* BEGIN STORED ROWS *

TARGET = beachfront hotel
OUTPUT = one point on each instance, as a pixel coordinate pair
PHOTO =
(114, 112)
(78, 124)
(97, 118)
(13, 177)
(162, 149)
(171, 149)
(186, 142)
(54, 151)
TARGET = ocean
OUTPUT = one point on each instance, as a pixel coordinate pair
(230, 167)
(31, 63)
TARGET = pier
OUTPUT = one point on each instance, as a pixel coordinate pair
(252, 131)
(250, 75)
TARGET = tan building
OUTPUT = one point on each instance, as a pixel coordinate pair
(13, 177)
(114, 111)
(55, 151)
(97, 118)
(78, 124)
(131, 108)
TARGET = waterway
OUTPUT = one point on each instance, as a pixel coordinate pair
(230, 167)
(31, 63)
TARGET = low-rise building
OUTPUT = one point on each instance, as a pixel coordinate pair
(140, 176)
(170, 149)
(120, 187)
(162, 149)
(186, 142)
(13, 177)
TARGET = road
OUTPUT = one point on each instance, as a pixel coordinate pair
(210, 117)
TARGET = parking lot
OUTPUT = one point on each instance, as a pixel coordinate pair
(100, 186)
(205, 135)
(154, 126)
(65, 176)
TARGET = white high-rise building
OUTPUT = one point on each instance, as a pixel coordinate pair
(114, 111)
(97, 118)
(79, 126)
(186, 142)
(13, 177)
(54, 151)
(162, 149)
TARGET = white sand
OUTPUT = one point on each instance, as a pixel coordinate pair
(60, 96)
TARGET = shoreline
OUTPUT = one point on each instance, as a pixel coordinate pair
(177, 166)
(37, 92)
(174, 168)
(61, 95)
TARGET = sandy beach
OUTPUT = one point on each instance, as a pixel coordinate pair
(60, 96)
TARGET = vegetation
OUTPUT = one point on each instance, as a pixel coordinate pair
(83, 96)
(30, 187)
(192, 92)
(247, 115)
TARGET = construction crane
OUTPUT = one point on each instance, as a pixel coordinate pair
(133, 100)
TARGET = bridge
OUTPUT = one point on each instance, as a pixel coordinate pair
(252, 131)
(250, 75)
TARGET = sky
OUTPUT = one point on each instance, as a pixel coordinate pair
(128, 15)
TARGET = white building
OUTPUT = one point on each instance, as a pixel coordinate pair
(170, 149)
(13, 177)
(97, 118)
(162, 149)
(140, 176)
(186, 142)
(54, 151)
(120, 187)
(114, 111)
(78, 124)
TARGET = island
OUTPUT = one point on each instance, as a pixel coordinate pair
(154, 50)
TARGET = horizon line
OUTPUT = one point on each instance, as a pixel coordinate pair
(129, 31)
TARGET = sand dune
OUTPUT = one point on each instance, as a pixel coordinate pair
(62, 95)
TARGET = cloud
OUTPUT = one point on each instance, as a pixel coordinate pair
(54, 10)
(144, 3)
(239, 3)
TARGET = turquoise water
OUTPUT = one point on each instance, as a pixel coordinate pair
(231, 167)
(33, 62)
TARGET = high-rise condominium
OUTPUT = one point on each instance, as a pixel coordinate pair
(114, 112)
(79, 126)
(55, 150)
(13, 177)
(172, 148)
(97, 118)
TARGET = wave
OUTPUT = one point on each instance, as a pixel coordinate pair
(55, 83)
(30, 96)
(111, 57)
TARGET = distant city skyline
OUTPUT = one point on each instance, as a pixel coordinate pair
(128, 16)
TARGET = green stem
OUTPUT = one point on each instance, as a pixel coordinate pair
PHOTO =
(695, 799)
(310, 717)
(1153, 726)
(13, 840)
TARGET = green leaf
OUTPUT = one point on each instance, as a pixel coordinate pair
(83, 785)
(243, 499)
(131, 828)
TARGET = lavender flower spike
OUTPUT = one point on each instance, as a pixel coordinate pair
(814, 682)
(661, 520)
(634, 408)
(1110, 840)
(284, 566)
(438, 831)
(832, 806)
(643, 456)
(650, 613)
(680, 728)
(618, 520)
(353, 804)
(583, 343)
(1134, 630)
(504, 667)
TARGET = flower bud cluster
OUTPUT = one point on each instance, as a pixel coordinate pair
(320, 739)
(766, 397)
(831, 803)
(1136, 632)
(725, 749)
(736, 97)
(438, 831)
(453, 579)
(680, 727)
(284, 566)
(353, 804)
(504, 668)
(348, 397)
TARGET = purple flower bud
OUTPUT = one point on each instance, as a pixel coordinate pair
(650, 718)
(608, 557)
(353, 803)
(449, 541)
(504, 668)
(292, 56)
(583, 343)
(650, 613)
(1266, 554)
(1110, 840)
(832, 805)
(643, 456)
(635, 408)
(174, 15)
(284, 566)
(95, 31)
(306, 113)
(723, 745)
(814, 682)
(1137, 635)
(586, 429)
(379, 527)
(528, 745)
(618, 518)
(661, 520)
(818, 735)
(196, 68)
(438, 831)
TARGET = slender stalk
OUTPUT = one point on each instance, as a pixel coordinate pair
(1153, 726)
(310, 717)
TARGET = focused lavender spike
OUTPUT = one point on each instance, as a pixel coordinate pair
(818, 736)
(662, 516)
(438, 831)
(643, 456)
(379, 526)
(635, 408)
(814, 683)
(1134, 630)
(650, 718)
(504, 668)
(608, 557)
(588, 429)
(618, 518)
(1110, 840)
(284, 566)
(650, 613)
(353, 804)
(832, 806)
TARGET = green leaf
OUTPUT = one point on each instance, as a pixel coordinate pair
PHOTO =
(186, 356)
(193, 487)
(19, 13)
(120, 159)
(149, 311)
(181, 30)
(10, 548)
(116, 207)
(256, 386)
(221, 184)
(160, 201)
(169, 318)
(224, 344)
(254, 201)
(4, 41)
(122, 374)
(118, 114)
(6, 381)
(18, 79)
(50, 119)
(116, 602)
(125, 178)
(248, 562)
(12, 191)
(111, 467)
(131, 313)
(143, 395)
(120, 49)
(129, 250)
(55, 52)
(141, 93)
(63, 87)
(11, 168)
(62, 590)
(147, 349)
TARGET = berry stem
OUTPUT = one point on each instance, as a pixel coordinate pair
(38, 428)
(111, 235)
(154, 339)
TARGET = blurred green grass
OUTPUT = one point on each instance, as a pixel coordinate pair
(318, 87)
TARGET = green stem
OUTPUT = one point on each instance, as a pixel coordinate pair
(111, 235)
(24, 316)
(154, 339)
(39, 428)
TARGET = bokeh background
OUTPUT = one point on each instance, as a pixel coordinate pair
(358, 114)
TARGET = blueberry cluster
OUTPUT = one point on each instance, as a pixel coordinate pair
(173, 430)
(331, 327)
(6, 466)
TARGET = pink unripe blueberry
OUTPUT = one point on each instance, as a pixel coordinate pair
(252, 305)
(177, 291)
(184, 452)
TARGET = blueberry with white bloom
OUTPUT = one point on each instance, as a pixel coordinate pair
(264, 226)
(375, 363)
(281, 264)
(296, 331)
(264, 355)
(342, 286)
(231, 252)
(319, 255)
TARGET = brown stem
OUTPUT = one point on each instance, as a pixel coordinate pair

* END STORED ROWS *

Using the listing above, please repeat every entry exactly.

TARGET = beachfront hotel
OUTPUT = one point on each instance, as a pixel coordinate pair
PHOTO =
(114, 112)
(78, 124)
(97, 118)
(13, 177)
(162, 149)
(171, 149)
(186, 142)
(54, 151)
TARGET = ocean
OUTPUT = one point on each instance, as a pixel coordinate pair
(230, 167)
(31, 63)
TARGET = pier
OUTPUT = one point on each instance, as a pixel coordinate pair
(252, 131)
(250, 75)
TARGET = tan building
OUTPUT = one point on each instance, as a pixel coordinate pair
(13, 177)
(114, 111)
(55, 151)
(97, 118)
(78, 124)
(131, 108)
TARGET = waterway
OUTPUT = one point on each instance, as a pixel coordinate pair
(230, 167)
(31, 63)
TARGET = low-rise building
OUTPUT = one point on each instance, as a pixel coordinate pair
(140, 176)
(170, 149)
(120, 187)
(162, 149)
(186, 142)
(13, 177)
TARGET = road
OUTPUT = one point on each instance, as a pixel coordinate pair
(210, 117)
TARGET = parking lot
OUTPUT = one point on each instance, as a pixel coordinate pair
(100, 186)
(205, 135)
(154, 126)
(65, 176)
TARGET = white high-rise building
OUTPUT = one point on each instance, as a pixel coordinate pair
(114, 111)
(97, 118)
(79, 126)
(186, 142)
(13, 177)
(54, 151)
(162, 149)
TARGET = white sand
OUTPUT = one point on each instance, as a pixel coordinate pair
(60, 96)
TARGET = shoreline
OUTPUT = one point on each instance, as a pixel coordinate pair
(177, 166)
(37, 92)
(174, 168)
(61, 95)
TARGET = sandy beach
OUTPUT = one point on each instance, as a pixel coordinate pair
(60, 96)
TARGET = vegetation
OUTPUT = one point on each instance, as a pixel coordinate pair
(83, 96)
(30, 187)
(192, 92)
(247, 115)
TARGET = construction crane
OUTPUT = one point on each instance, as a pixel coordinate pair
(133, 100)
TARGET = bridge
OUTPUT = one point on each instance, as a pixel coordinate pair
(252, 131)
(250, 75)
TARGET = sky
OUTPUT = one point on each instance, as a pixel coordinate pair
(128, 15)
TARGET = white building
OUTPUT = one point on each instance, as a pixel coordinate pair
(170, 149)
(13, 177)
(97, 118)
(162, 149)
(140, 176)
(186, 142)
(54, 151)
(120, 187)
(114, 111)
(78, 124)
TARGET = island
OUTPUT = one point on each instance, as a pixel coordinate pair
(154, 50)
TARGET = horizon line
OUTPUT = one point on each instance, as a pixel coordinate pair
(129, 31)
TARGET = sand dune
OUTPUT = one point on each instance, as a pixel coordinate pair
(62, 95)
TARGET = cloud
OUTPUT = one point on each instance, as a pixel coordinate pair
(54, 10)
(144, 3)
(239, 3)
TARGET = turquoise water
OUTPUT = one point on each instance, as a pixel coordinate pair
(231, 167)
(33, 62)
TARGET = high-rise condominium
OUTPUT = one point on each instance, as a pixel coordinate pair
(114, 112)
(79, 126)
(55, 150)
(13, 177)
(172, 148)
(97, 118)
TARGET = wave
OUTPUT = one point on each instance, as a pixel coordinate pair
(55, 83)
(30, 96)
(111, 57)
TARGET = distant city skyline
OUTPUT = one point on each instance, as a pixel coordinate pair
(128, 16)
TARGET = green stem
OUTPUT = one point on each instance, as a pixel coordinate pair
PHOTO =
(695, 799)
(310, 717)
(1153, 726)
(13, 840)
TARGET = green leaf
OUTPUT = one point on each instance, as a pixel coordinate pair
(83, 785)
(243, 499)
(131, 828)
TARGET = lavender flower spike
OUTPUT = one point on each instance, as a pixel coordinate pair
(814, 682)
(661, 520)
(634, 408)
(1110, 840)
(284, 566)
(438, 831)
(832, 806)
(643, 456)
(650, 613)
(680, 728)
(618, 520)
(353, 804)
(583, 343)
(1134, 630)
(504, 667)
TARGET = flower bud cluster
OUTPUT = one point on each instance, as a pixel coordinate pair
(320, 739)
(766, 397)
(831, 803)
(1136, 632)
(725, 749)
(736, 97)
(438, 831)
(453, 579)
(680, 727)
(284, 566)
(353, 804)
(504, 668)
(348, 397)
TARGET = purple flower bud
OUTPUT = one point on each instance, as a pixel coordinate pair
(650, 718)
(608, 557)
(353, 803)
(449, 541)
(504, 668)
(292, 56)
(583, 343)
(650, 613)
(1266, 554)
(1110, 840)
(832, 805)
(643, 456)
(635, 408)
(174, 15)
(284, 566)
(95, 31)
(306, 113)
(723, 745)
(814, 682)
(1137, 635)
(586, 429)
(379, 527)
(528, 745)
(618, 518)
(661, 520)
(818, 735)
(196, 68)
(438, 831)
TARGET = slender stalk
OUTPUT = one point on each instance, as a pixel coordinate pair
(1153, 726)
(310, 717)
TARGET = focused lavender spike
OUTPUT = one point on each instance, as a pixel coordinate pair
(818, 736)
(662, 516)
(438, 831)
(643, 456)
(379, 526)
(635, 408)
(814, 683)
(1134, 630)
(650, 718)
(504, 668)
(608, 557)
(588, 429)
(618, 518)
(1110, 840)
(284, 566)
(650, 613)
(353, 804)
(832, 806)
TARGET = green leaf
OUTPUT = one point on each instance, as a pixel coordinate pair
PHOTO =
(186, 356)
(193, 487)
(19, 13)
(120, 159)
(149, 311)
(181, 30)
(10, 548)
(116, 207)
(256, 386)
(221, 184)
(160, 201)
(169, 318)
(224, 344)
(254, 201)
(4, 41)
(122, 374)
(118, 114)
(6, 381)
(18, 79)
(50, 119)
(116, 602)
(125, 178)
(248, 562)
(12, 191)
(111, 467)
(131, 313)
(143, 395)
(120, 49)
(129, 250)
(55, 52)
(141, 93)
(63, 87)
(11, 168)
(62, 590)
(147, 349)
TARGET = berry stem
OUTPUT = one point on each instance, as a pixel coordinate pair
(38, 428)
(111, 235)
(154, 339)
TARGET = blurred green grass
OUTPUT = one point on each instance, as a pixel coordinate pair
(318, 87)
TARGET = green stem
OUTPUT = one point on each instance, as a pixel coordinate pair
(111, 235)
(24, 316)
(154, 339)
(39, 428)
TARGET = bokeh background
OUTPUT = one point on each instance, as a pixel coordinate pair
(358, 114)
TARGET = blueberry cluster
OUTPUT = one point on each instance, as a pixel coordinate pair
(173, 430)
(331, 327)
(6, 466)
TARGET = pink unripe blueberry
OUTPUT = one point on each instance, as a pixel coordinate pair
(252, 305)
(177, 291)
(184, 452)
TARGET = blueberry with white bloom
OUTPUT = one point on each instance, as a pixel coordinate pair
(264, 226)
(375, 363)
(281, 264)
(296, 331)
(264, 355)
(342, 286)
(231, 252)
(319, 255)
TARGET = brown stem
OUTPUT = one point on each instance, as a pixel coordinate pair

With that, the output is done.